I admit I have been a little bit obsessed with Fifty Shades of Grey lately.
Despite my better judgment I have found myself getting a little swept up in the hype and frenzy of it all, reading articles and sharing links on FaceBook. Nevertheless I can truly say that I never anticipated writing a blog post about it. I suppose it is not even a very timely post considering that the movie has now been out for two (or is it three?) weeks and all the whose-who in the media and blogging worlds have raked it over with a fine tooth comb til there’s not much point in watching it anyway (should you have even been inclined to do so in the first place). On to the next culturally and religiously disturbing social temptation; as Hugh Grant so rightly remarked in Notting Hill (yes, I have watched that film): “today’s newspapers will be lining tomorrow’s wastepaper bins”. So why bother adding to the opinion pile you might ask?
I submit that the arguments for and against the film do not lend themselves to any shades of grey, let alone fifty shades; rather they are black and white. You should or you shouldn’t; you can or you can’t; you agree or you don’t. There really is no in between, no sitting on the fence. I suppose you could watch just half of the movie and then leave but I don’t think that is the point.
Personally I believe I should not watch Mr. Grey no matter what shade he is. That seems pretty black and white to me. I also believe that no one who is a child of the living King has any valid reason for watching it either. Again, to me that seems pretty black and white. It has boggled my mind that anyone truly seeking to live for the Lord would even consider watching something like this. I shake my head and wonder why there would even need to be a debate amongst believers; after all, isn’t the answer, well, black and white? And then I realize it isn’t about black and white:
it’s about Fifty Shades of Change.

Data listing

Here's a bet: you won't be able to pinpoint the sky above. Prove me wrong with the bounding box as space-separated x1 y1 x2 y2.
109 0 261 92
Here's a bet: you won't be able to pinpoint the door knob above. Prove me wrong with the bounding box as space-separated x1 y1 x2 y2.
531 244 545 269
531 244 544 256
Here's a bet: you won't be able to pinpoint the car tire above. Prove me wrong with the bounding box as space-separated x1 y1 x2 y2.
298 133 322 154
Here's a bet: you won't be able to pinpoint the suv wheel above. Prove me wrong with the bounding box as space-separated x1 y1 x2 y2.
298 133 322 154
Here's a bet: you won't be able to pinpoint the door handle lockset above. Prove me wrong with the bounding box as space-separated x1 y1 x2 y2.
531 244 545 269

**BRIEF:**
Copy out the passage of the blog post from "Personally I believe" to "Shades of Change.". The rows bear no relation to the blog post.

**PROBLEM SOLUTION:**
Personally I believe I should not watch Mr. Grey no matter what shade he is. That seems pretty black and white to me. I also believe that no one who is a child of the living King has any valid reason for watching it either. Again, to me that seems pretty black and white. It has boggled my mind that anyone truly seeking to live for the Lord would even consider watching something like this. I shake my head and wonder why there would even need to be a debate amongst believers; after all, isn’t the answer, well, black and white? And then I realize it isn’t about black and white:
it’s about Fifty Shades of Change.